▸ **Set problem A**: In the Sacred Harp letter, which two editions of The Sacred Harp did the writer examine for new songs by living composers?
▸ **Set problem B**: Carry on the Sacred Harp letter, picking up right after its last sentence.

-- start of Source passage --

I have read with interest your two essays on secular songs in The Sacred Harp. They address some interesting points, and, no doubt, some things that are currently on the minds of singers.

I have taken a look at this from a similar but slightly different angle. I looked at the new songs by living composers which were added to the 1991 and 2025 editions of The Sacred Harp. Rather than secular and sacred, I divided the texts into 3 categories: (1) texts that might be generally accepted in principle by singers with any religion or no religion; (2) texts that might be generally accepted in principle by singers who believe in “God” or a higher power, though not necessarily the Christian God; (3) texts that might not be generally or readily accepted as truth by those who are not Christians.

I won’t go into great detail at this time, since it is getting late, but briefly, the first category would be texts such as “Death has laid them down to slumber…” which you mentioned in the second essay, or perhaps “My days are as the grass.” Many, even non-religious people, well understand that our time on earth fleeting and will end in death. There will be no argument against this being true.

In the second group I looked at songs I thought were clear about a God, sovereign, or higher power, but did not land specifically on New Testament themes. These might be acceptable to folks with a wider range of theistic beliefs than songs in the third category, which would require acknowledging they are about Jesus as God, Saviour, Messiah, etc.

-- end of Source passage --
-- start of Data lines --

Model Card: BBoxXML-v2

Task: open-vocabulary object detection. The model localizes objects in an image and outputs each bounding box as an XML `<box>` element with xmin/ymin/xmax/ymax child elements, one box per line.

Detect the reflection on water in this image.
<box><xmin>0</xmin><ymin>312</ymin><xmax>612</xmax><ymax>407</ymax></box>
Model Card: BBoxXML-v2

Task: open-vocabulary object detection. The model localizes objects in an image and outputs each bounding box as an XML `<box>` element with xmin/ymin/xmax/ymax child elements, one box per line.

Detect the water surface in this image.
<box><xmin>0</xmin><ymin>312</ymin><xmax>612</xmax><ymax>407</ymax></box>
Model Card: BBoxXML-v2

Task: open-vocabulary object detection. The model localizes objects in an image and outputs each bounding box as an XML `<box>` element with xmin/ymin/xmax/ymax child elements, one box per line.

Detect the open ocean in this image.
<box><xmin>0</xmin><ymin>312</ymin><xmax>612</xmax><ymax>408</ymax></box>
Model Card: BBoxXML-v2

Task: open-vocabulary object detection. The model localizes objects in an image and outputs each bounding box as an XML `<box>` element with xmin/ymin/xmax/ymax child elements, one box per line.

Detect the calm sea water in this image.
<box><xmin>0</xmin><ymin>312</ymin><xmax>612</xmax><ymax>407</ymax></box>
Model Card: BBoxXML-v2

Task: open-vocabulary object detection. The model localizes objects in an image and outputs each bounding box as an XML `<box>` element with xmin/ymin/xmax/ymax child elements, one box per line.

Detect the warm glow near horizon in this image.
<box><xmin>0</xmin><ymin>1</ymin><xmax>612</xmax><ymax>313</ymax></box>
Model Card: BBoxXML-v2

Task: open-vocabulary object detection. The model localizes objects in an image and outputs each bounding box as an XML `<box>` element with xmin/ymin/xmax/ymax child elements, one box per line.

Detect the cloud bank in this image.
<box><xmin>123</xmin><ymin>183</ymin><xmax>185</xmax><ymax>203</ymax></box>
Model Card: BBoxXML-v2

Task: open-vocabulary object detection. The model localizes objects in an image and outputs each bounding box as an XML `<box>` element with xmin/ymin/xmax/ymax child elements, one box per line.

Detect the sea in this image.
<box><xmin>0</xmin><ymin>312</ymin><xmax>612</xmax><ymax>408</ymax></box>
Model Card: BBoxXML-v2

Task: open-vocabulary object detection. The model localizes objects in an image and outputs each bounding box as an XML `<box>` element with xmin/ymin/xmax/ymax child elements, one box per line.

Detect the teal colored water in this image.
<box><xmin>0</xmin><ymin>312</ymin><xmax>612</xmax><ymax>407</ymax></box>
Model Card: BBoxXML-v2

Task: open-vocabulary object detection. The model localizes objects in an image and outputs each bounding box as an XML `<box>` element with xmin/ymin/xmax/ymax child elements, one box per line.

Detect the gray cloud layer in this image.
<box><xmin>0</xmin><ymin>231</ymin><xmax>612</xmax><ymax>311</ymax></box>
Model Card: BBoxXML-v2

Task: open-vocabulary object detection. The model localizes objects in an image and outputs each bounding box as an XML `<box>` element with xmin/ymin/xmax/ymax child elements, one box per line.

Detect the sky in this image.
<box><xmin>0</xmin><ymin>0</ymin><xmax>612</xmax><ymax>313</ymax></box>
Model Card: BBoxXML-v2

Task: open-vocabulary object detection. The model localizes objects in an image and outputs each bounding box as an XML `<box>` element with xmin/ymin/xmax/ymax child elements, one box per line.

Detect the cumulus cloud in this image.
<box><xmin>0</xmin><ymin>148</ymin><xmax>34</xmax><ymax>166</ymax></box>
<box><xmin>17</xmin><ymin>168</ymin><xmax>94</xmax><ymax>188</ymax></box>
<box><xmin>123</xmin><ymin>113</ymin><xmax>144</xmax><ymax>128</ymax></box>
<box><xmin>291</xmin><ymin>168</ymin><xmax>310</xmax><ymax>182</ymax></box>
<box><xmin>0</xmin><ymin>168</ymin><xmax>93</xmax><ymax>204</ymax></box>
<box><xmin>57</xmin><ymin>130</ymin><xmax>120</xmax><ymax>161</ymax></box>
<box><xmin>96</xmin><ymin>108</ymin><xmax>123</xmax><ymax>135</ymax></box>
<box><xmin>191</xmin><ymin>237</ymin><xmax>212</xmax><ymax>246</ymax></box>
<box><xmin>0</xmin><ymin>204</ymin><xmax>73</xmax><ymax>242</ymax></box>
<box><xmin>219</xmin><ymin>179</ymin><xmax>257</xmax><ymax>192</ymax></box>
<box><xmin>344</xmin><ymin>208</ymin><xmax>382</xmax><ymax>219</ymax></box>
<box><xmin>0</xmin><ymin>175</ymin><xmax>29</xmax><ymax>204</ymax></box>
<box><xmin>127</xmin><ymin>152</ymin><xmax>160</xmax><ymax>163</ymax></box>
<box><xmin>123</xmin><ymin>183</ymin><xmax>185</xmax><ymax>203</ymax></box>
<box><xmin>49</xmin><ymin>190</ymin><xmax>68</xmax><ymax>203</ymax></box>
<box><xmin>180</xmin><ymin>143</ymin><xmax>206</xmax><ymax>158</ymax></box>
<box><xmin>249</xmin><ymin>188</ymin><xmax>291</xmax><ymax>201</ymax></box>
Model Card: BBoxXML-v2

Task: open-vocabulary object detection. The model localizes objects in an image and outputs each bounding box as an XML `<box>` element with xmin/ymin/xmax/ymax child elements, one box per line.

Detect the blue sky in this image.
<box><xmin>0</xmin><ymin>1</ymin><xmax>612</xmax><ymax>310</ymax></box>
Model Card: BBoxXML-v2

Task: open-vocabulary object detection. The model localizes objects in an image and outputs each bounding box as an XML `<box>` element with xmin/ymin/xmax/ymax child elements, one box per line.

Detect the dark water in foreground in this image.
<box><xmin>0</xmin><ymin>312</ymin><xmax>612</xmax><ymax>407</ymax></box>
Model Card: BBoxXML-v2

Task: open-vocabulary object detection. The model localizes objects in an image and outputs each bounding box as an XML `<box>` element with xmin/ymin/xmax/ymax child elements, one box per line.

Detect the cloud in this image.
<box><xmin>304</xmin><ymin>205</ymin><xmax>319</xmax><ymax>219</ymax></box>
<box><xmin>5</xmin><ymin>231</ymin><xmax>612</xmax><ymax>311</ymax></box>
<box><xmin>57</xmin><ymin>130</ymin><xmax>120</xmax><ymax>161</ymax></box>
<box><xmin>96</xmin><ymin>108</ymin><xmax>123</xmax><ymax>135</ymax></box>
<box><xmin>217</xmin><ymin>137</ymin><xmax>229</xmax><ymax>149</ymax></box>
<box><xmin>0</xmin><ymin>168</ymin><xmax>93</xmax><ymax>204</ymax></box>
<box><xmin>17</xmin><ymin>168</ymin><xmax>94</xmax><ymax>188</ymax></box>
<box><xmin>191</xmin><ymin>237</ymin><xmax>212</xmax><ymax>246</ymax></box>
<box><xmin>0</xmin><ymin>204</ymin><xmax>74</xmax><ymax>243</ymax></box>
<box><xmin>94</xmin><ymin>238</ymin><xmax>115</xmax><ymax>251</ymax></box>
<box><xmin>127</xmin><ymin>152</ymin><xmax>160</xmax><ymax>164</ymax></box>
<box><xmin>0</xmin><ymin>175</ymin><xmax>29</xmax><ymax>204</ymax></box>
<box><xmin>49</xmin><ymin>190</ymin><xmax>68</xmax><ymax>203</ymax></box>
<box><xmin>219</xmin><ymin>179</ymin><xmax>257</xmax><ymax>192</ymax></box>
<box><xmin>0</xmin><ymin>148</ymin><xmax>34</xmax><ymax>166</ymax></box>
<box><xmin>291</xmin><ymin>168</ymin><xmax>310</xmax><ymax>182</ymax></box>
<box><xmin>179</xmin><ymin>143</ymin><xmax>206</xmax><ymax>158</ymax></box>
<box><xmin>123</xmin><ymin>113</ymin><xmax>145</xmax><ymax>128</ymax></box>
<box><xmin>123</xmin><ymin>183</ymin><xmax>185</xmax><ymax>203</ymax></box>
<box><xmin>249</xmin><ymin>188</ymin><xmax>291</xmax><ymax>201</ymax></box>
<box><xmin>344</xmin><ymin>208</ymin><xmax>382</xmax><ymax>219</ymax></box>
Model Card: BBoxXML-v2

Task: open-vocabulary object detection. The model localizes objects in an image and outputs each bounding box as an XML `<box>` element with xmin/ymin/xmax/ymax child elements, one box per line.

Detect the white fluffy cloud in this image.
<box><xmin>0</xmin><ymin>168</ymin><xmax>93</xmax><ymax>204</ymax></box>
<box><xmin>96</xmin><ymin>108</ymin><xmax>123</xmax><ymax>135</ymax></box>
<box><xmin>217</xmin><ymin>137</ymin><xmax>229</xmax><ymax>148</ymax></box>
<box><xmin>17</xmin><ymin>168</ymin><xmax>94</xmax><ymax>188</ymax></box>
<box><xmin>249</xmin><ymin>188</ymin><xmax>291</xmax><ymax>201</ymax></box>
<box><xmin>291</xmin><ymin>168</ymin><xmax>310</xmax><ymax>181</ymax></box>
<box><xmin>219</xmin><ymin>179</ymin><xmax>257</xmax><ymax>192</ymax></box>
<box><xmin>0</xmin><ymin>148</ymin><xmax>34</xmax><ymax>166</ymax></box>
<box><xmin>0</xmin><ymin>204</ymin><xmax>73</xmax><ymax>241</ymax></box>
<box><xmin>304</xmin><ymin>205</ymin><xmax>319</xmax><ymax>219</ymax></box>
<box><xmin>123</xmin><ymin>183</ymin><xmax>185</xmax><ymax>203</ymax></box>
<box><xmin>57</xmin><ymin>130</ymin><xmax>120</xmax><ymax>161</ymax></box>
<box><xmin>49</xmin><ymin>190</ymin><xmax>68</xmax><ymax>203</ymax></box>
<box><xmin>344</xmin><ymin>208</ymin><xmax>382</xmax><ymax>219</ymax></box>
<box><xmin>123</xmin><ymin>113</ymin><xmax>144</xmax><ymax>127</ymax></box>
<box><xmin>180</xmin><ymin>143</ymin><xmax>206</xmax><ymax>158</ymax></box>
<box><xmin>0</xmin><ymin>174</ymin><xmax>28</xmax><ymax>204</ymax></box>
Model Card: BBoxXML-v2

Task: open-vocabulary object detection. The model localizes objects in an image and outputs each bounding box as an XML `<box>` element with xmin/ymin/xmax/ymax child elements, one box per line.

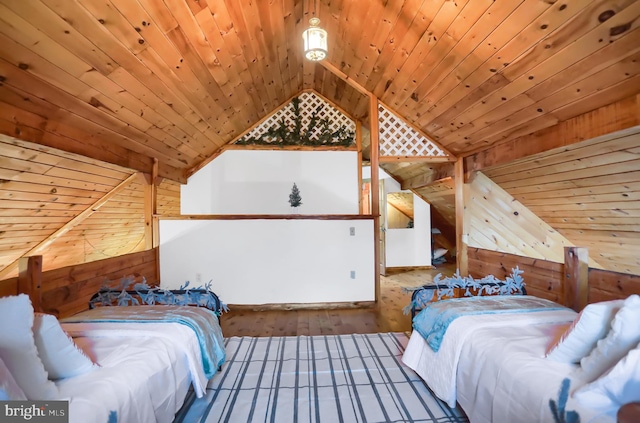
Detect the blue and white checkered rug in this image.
<box><xmin>176</xmin><ymin>333</ymin><xmax>468</xmax><ymax>423</ymax></box>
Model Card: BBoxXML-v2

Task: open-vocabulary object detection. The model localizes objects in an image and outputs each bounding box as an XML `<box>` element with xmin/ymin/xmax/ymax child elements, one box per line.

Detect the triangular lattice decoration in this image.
<box><xmin>235</xmin><ymin>92</ymin><xmax>356</xmax><ymax>147</ymax></box>
<box><xmin>378</xmin><ymin>103</ymin><xmax>449</xmax><ymax>157</ymax></box>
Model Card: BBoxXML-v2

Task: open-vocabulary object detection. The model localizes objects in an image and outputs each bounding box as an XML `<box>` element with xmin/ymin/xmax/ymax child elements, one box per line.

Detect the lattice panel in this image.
<box><xmin>236</xmin><ymin>92</ymin><xmax>356</xmax><ymax>141</ymax></box>
<box><xmin>378</xmin><ymin>103</ymin><xmax>448</xmax><ymax>157</ymax></box>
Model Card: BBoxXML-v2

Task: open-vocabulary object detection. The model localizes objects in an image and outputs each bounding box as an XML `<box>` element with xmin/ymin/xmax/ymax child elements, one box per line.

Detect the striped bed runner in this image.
<box><xmin>175</xmin><ymin>333</ymin><xmax>468</xmax><ymax>423</ymax></box>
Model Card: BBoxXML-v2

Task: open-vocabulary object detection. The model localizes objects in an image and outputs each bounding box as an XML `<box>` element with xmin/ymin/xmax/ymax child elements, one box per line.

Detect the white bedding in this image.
<box><xmin>402</xmin><ymin>310</ymin><xmax>607</xmax><ymax>423</ymax></box>
<box><xmin>56</xmin><ymin>323</ymin><xmax>207</xmax><ymax>423</ymax></box>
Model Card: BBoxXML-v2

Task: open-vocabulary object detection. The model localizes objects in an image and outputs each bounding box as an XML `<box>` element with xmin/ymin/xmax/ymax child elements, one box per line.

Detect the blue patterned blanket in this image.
<box><xmin>62</xmin><ymin>305</ymin><xmax>226</xmax><ymax>379</ymax></box>
<box><xmin>413</xmin><ymin>295</ymin><xmax>566</xmax><ymax>352</ymax></box>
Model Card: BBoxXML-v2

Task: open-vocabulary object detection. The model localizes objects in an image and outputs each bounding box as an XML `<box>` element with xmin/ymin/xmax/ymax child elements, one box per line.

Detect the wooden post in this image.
<box><xmin>144</xmin><ymin>158</ymin><xmax>158</xmax><ymax>250</ymax></box>
<box><xmin>454</xmin><ymin>158</ymin><xmax>469</xmax><ymax>276</ymax></box>
<box><xmin>369</xmin><ymin>94</ymin><xmax>380</xmax><ymax>304</ymax></box>
<box><xmin>356</xmin><ymin>120</ymin><xmax>364</xmax><ymax>214</ymax></box>
<box><xmin>18</xmin><ymin>256</ymin><xmax>42</xmax><ymax>312</ymax></box>
<box><xmin>562</xmin><ymin>247</ymin><xmax>589</xmax><ymax>311</ymax></box>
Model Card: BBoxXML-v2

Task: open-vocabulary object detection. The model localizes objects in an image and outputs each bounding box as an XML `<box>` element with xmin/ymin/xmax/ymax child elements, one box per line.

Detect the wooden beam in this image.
<box><xmin>380</xmin><ymin>156</ymin><xmax>456</xmax><ymax>163</ymax></box>
<box><xmin>401</xmin><ymin>163</ymin><xmax>455</xmax><ymax>189</ymax></box>
<box><xmin>465</xmin><ymin>95</ymin><xmax>640</xmax><ymax>171</ymax></box>
<box><xmin>0</xmin><ymin>173</ymin><xmax>137</xmax><ymax>280</ymax></box>
<box><xmin>18</xmin><ymin>256</ymin><xmax>42</xmax><ymax>312</ymax></box>
<box><xmin>562</xmin><ymin>247</ymin><xmax>589</xmax><ymax>311</ymax></box>
<box><xmin>454</xmin><ymin>158</ymin><xmax>469</xmax><ymax>276</ymax></box>
<box><xmin>320</xmin><ymin>60</ymin><xmax>370</xmax><ymax>97</ymax></box>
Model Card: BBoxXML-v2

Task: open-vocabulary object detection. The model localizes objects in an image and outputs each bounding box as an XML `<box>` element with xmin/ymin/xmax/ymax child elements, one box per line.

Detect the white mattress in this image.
<box><xmin>56</xmin><ymin>323</ymin><xmax>206</xmax><ymax>423</ymax></box>
<box><xmin>402</xmin><ymin>310</ymin><xmax>611</xmax><ymax>423</ymax></box>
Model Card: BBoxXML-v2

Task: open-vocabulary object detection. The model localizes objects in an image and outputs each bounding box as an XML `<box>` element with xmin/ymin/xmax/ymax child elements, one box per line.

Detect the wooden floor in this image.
<box><xmin>220</xmin><ymin>263</ymin><xmax>455</xmax><ymax>337</ymax></box>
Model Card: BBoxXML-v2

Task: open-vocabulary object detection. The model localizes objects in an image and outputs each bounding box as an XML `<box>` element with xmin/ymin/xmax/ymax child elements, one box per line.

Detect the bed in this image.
<box><xmin>403</xmin><ymin>275</ymin><xmax>640</xmax><ymax>423</ymax></box>
<box><xmin>0</xmin><ymin>282</ymin><xmax>225</xmax><ymax>423</ymax></box>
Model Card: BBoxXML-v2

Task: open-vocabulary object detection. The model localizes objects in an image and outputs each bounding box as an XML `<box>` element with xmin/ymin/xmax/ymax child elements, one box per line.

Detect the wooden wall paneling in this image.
<box><xmin>469</xmin><ymin>248</ymin><xmax>564</xmax><ymax>303</ymax></box>
<box><xmin>42</xmin><ymin>249</ymin><xmax>159</xmax><ymax>317</ymax></box>
<box><xmin>589</xmin><ymin>269</ymin><xmax>640</xmax><ymax>303</ymax></box>
<box><xmin>453</xmin><ymin>158</ymin><xmax>464</xmax><ymax>276</ymax></box>
<box><xmin>0</xmin><ymin>136</ymin><xmax>136</xmax><ymax>276</ymax></box>
<box><xmin>467</xmin><ymin>173</ymin><xmax>571</xmax><ymax>263</ymax></box>
<box><xmin>18</xmin><ymin>256</ymin><xmax>42</xmax><ymax>312</ymax></box>
<box><xmin>562</xmin><ymin>247</ymin><xmax>589</xmax><ymax>311</ymax></box>
<box><xmin>487</xmin><ymin>128</ymin><xmax>640</xmax><ymax>274</ymax></box>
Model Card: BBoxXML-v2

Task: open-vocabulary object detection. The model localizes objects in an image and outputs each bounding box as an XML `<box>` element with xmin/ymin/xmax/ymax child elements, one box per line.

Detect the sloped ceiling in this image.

-- end of Data lines --

▸ **Written answer A**: The 1991 and 2025 editions.

▸ **Written answer B**:
So, my results were of songs by living composers in 2025: Category 1, 12 songs; Category 2, 38 songs; Category 3, 31. Looking at it this way, 62% of the new songs tend toward more generic texts, that might facilitate being acceptable to non-Christians. I used this same idea to look at the songs by living composers added in 1991. I do not have an official list but I located 38 songs by 22 living composers. Of these 38, I found zero that I thought fit Category 1, and 12 in Category 2. The rest would be Category 3. Looking at it this way, the percentage of less specific songs in 1991 (32%) is about half that of 2025 (62%).

There is a certain degree of subjectivity in what we are doing; and this does not address the context of the texts (i.e., the rest of a hymn that is not included), nor does it address what the composers intended to convey with their textual choices (re, e.g., your discussion of Billings’s art music versus religious music).

Sincerely,
Robert Vaughn 
Mount Enterprise, TX
Ask for the old paths, where is the good way
For ask now of the days that are past...
Give ear, all ye inhabitants of the land.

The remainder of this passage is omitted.